Problem requirements: Copy the records from the line containing "In this exercise you will tag the man's" through the line containing "Target: man's shoulder", switching "tag" to "mark" and keeping everything else the same. Leave the pictures out.
___ Provided entries
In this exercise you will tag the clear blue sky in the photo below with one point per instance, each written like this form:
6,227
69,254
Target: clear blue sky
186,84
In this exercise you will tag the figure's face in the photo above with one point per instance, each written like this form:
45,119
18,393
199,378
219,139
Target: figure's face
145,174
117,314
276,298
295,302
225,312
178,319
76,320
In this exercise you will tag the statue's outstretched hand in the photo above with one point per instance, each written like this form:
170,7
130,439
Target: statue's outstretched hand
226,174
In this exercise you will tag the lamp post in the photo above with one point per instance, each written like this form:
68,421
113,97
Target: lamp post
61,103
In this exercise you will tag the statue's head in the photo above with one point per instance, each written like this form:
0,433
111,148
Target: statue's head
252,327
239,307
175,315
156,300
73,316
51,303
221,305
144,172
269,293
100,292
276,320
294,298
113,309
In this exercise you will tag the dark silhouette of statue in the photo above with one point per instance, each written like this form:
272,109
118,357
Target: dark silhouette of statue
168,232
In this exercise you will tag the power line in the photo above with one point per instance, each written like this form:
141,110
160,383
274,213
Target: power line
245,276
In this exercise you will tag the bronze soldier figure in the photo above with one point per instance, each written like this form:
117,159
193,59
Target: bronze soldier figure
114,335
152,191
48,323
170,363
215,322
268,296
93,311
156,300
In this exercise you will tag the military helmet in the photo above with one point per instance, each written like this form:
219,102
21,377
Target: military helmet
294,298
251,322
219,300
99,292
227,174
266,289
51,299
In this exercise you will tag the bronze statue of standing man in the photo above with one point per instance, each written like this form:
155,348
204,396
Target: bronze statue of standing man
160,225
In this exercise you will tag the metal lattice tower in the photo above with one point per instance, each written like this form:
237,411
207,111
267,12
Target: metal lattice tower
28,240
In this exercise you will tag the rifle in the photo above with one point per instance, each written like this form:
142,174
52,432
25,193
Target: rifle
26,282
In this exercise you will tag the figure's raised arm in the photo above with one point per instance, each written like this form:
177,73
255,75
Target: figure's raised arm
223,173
______
___ Provided entries
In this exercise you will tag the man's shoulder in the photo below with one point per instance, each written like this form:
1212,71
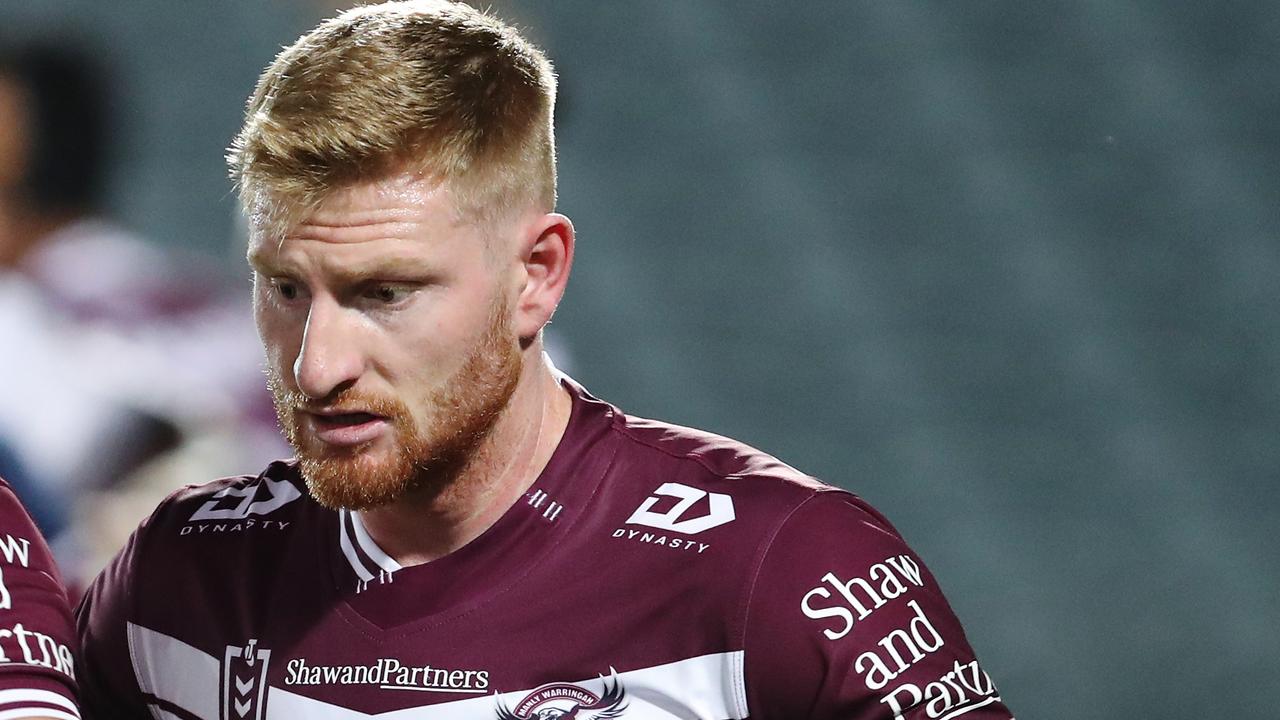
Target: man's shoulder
______
Result of this exercise:
In this exercise you will mark the man's shoulder in the photo below with one point per instance, each written like this form:
1212,71
Target: man's shoulder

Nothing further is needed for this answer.